■ **Information given**:
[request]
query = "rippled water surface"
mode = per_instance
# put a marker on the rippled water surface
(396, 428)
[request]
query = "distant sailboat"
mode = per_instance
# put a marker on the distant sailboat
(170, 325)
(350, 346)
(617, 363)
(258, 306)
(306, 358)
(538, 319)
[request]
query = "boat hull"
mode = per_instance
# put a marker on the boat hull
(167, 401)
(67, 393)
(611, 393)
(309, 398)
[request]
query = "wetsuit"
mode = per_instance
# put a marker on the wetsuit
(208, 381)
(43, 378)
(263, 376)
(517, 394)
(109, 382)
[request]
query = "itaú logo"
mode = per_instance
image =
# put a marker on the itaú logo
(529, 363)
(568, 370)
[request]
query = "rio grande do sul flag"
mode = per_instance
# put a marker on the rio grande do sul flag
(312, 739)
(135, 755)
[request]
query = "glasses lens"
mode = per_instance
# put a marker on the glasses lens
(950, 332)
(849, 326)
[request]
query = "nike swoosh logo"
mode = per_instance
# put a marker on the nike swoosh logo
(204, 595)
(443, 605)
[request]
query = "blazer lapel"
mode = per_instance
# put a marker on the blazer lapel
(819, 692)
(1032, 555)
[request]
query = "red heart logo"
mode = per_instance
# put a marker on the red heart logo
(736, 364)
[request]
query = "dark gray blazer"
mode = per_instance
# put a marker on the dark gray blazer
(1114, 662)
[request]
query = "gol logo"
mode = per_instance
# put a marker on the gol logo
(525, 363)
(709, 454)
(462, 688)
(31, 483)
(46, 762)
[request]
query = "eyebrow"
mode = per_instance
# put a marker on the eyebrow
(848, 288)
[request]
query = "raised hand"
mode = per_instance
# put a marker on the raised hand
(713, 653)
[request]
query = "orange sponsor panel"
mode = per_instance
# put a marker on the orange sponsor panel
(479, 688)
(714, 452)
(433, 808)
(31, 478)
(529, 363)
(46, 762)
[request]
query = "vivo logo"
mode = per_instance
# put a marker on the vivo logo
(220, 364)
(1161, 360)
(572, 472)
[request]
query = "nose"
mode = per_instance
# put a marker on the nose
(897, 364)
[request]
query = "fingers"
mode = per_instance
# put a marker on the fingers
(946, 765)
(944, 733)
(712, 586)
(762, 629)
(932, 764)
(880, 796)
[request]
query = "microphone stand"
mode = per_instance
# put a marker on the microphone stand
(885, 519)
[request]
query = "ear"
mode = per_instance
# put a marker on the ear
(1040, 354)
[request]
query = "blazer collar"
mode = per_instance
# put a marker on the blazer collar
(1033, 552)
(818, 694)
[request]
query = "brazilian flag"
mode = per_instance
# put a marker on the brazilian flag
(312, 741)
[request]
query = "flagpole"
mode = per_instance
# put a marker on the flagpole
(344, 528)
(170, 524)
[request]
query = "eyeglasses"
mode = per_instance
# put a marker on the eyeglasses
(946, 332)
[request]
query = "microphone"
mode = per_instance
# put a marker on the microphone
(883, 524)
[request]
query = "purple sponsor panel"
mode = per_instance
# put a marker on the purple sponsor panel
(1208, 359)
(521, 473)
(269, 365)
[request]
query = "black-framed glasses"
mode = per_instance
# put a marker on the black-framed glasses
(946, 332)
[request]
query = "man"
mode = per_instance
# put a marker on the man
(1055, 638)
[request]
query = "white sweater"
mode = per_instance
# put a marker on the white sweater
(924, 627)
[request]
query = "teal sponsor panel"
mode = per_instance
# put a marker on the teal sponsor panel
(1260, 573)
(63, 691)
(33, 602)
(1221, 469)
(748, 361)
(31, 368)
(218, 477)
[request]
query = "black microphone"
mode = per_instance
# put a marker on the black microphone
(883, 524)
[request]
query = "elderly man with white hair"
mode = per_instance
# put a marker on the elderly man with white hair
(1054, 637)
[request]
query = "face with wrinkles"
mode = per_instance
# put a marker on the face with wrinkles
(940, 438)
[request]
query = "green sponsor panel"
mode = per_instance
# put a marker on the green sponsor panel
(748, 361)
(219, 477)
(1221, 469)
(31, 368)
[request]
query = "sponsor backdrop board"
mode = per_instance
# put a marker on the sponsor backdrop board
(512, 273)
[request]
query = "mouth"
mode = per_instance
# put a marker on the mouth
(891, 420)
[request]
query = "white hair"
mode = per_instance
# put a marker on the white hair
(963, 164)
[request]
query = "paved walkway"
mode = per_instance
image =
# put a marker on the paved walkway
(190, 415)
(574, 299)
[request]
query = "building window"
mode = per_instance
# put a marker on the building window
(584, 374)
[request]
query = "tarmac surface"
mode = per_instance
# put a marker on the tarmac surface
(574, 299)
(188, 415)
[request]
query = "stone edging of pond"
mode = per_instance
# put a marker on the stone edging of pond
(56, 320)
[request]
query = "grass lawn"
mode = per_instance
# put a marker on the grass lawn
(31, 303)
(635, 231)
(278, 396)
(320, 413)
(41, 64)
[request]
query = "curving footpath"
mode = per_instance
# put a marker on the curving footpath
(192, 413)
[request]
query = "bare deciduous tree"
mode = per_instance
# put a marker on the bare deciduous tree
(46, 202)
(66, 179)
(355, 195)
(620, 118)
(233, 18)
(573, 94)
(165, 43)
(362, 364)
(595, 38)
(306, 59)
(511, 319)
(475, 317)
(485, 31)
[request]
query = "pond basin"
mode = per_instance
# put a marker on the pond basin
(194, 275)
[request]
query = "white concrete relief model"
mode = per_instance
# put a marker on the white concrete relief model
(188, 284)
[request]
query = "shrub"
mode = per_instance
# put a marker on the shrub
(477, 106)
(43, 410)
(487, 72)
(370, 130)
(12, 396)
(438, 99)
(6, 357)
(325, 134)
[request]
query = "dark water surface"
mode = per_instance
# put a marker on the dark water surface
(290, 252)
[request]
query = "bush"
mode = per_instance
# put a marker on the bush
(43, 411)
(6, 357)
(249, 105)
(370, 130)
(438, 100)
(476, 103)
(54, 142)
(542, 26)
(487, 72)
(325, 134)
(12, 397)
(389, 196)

■ **Task goal**:
Quote each line of the listing above exactly.

■ **Output below**:
[request]
query = "rippled water surface"
mode = per_instance
# put a marker on the rippled water surface
(396, 428)
[request]
query = "distant sailboat"
mode = per_instance
# put a marker on the distant sailboat
(170, 325)
(350, 346)
(617, 363)
(258, 306)
(306, 358)
(538, 319)
[request]
query = "boat hull"
mode = per_instance
# put a marker on the boat hull
(167, 401)
(67, 393)
(611, 393)
(309, 398)
[request]
query = "wetsuit"
mode = per_instance
# put a marker on the wetsuit
(208, 381)
(43, 378)
(263, 376)
(517, 394)
(109, 382)
[request]
query = "itaú logo"
mode = per_instance
image =
# put a marker on the itaú logo
(529, 363)
(568, 370)
[request]
query = "rio grande do sul flag"
mode = per_instance
# put a marker on the rio grande do sul flag
(312, 739)
(135, 755)
[request]
query = "glasses lens"
mode = per_instance
# put a marker on the glasses lens
(950, 332)
(849, 326)
[request]
query = "nike swoosh logo"
mode = per_instance
# put a marker on the nike swoosh logo
(204, 595)
(443, 605)
[request]
query = "blazer lapel"
mode = per_instance
# put a marker on the blazer lapel
(819, 692)
(1032, 555)
[request]
query = "red heart logo"
mode = per_instance
# put a marker on the red heart logo
(736, 364)
[request]
query = "dark gray blazer"
mode = per_instance
# put a marker on the dark gray blazer
(1114, 662)
[request]
query = "gol logo"
mode = per_instance
# put a marker on the gol logo
(525, 363)
(709, 454)
(462, 688)
(31, 483)
(46, 762)
[request]
query = "eyebrow"
mode = per_instance
# put a marker on the eyebrow
(848, 288)
[request]
query = "raised hand"
mode = per_instance
# put a marker on the raised hand
(713, 653)
[request]
query = "orange sponsor panel"
mode = per_instance
# put a marker on the orange sponsor panel
(479, 688)
(714, 452)
(433, 808)
(31, 478)
(529, 363)
(46, 762)
[request]
query = "vivo logo"
mode = per_instance
# put a marker on the vivo logo
(220, 364)
(1161, 360)
(572, 472)
[request]
query = "nose"
mode = per_instance
# put a marker on the nose
(897, 364)
[request]
query = "fingers"
mode = per_instance
# put a marker on the fingers
(946, 765)
(944, 733)
(712, 586)
(762, 629)
(932, 764)
(880, 796)
[request]
query = "microphone stand"
mode = per_instance
# put a marker on the microphone stand
(885, 519)
[request]
query = "ear"
mode = per_instance
# put a marker on the ear
(1040, 354)
[request]
query = "blazer collar"
mode = per_instance
# put a marker on the blazer collar
(1033, 552)
(818, 694)
[request]
query = "brazilian flag"
mode = per_instance
# put a marker on the brazilian flag
(312, 741)
[request]
query = "flagpole"
mode = per_instance
# put a marker on the flagpole
(344, 528)
(170, 524)
[request]
query = "eyeglasses"
mode = per_instance
# put a marker on the eyeglasses
(946, 332)
[request]
query = "microphone"
mode = per_instance
# put a marker on the microphone
(883, 524)
[request]
query = "purple sponsor panel"
mode = per_instance
# put a marker on the purple sponsor panel
(1208, 359)
(521, 473)
(269, 365)
[request]
query = "black-framed glasses"
mode = per_instance
# put a marker on the black-framed glasses
(946, 332)
[request]
query = "man"
mode = per_instance
# put a marker on the man
(1055, 638)
[request]
query = "white sweater"
mode = per_instance
# put a marker on the white sweater
(924, 627)
[request]
query = "teal sponsor panel"
mode = per_instance
# put a marker on the teal sponsor panel
(1260, 573)
(63, 691)
(33, 602)
(1221, 469)
(748, 361)
(31, 368)
(218, 477)
[request]
query = "black microphone"
mode = per_instance
# put a marker on the black microphone
(883, 524)
[request]
query = "elderly man with white hair"
mode = per_instance
# put a marker on the elderly man with white hair
(1054, 637)
[request]
query = "face with wrinkles"
mode = per_instance
# put a marker on the face with wrinkles
(940, 438)
[request]
query = "green sponsor panel"
mode = per_instance
# put a marker on the green sponsor panel
(748, 361)
(219, 477)
(1221, 469)
(31, 368)
[request]
query = "sponsor backdrop board"
mode = per_instance
# put a marker on the sponsor backdrop board
(512, 273)
[request]
query = "mouth"
mode = per_instance
# put a marker on the mouth
(891, 420)
[request]
query = "white hair"
mode = per_instance
# put a marker on the white hair
(963, 164)
[request]
query = "paved walkway"
mode = per_instance
image =
# put a marker on the paved walkway
(190, 415)
(574, 299)
[request]
query = "building window"
mode = per_instance
# put a marker on the building window
(584, 374)
[request]
query = "tarmac surface"
mode = per_instance
# put a marker on the tarmac surface
(574, 299)
(188, 415)
[request]
query = "stone edging of pond"
mode = per_instance
# put a marker on the stone edging of pond
(56, 320)
[request]
query = "grass lawn"
mode = per_instance
# put a marker on the grass lawn
(31, 303)
(635, 231)
(278, 396)
(320, 413)
(41, 64)
[request]
query = "curving footpath"
mode = per_instance
# put a marker on the curving footpath
(192, 413)
[request]
query = "bare deciduous tree"
mode = per_instance
# put a marker on the bare deciduous tree
(46, 202)
(66, 179)
(355, 195)
(620, 118)
(233, 18)
(573, 94)
(165, 43)
(362, 364)
(595, 38)
(306, 59)
(511, 319)
(475, 317)
(485, 31)
[request]
query = "pond basin"
mode = per_instance
# put a marker on the pond basin
(194, 275)
[request]
query = "white concrete relief model"
mode = per_instance
# put a marker on the white concrete relief model
(188, 284)
[request]
query = "shrub"
mode = per_instance
# put a marker on the shrub
(477, 106)
(43, 410)
(487, 72)
(370, 130)
(12, 396)
(438, 99)
(6, 357)
(325, 134)
[request]
query = "dark water surface"
mode = per_instance
# put a marker on the dark water surface
(290, 252)
[request]
query = "bush"
mode = per_instance
# put a marker on the bush
(43, 411)
(6, 357)
(249, 105)
(370, 130)
(438, 100)
(476, 103)
(54, 142)
(542, 26)
(487, 72)
(325, 134)
(12, 397)
(389, 196)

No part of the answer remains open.